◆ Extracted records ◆
** Start **
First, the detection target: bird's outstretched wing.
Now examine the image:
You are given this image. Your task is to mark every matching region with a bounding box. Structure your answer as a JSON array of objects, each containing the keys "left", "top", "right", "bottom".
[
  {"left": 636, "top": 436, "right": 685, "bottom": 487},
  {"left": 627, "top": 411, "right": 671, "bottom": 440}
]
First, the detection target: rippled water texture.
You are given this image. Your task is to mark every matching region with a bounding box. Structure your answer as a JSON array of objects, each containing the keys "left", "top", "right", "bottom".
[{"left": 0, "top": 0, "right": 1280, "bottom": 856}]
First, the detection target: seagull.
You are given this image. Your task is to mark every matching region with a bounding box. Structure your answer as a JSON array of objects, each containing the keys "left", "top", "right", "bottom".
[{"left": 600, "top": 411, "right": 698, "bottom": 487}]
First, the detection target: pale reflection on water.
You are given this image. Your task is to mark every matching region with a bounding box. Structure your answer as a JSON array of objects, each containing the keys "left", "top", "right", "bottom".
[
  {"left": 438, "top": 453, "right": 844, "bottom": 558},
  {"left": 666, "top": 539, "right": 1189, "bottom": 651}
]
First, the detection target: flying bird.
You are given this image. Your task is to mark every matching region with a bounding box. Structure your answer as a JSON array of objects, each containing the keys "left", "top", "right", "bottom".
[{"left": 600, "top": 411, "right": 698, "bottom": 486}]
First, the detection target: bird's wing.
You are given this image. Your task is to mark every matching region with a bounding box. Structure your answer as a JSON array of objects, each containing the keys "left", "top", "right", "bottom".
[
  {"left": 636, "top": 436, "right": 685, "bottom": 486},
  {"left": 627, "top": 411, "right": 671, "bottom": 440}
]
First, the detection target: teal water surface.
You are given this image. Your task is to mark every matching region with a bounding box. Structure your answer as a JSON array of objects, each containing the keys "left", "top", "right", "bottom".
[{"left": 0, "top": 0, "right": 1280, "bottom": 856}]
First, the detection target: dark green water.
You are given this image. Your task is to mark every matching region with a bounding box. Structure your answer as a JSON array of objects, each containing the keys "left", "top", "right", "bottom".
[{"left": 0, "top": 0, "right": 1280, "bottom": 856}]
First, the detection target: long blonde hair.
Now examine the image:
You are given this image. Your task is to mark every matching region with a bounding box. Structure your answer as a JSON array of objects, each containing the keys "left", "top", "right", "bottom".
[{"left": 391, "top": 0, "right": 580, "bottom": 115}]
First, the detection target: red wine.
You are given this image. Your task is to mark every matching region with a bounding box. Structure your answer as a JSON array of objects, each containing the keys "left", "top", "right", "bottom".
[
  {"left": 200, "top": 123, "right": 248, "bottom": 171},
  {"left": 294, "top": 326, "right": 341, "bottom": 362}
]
** End **
◆ TASK TO COMPLETE ◆
Show every line of the extracted records that contains the word "target".

◆ ANSWER FOR THE TASK ◆
First, the detection target: bird's outstretched wing.
First, the detection target: rippled water texture.
First, the detection target: seagull.
First, the detection target: pale reflection on water.
First, the detection target: flying bird.
First, the detection target: bird's wing.
First, the detection target: teal water surface.
First, the detection target: dark green water.
First, the detection target: long blonde hair.
First, the detection target: red wine.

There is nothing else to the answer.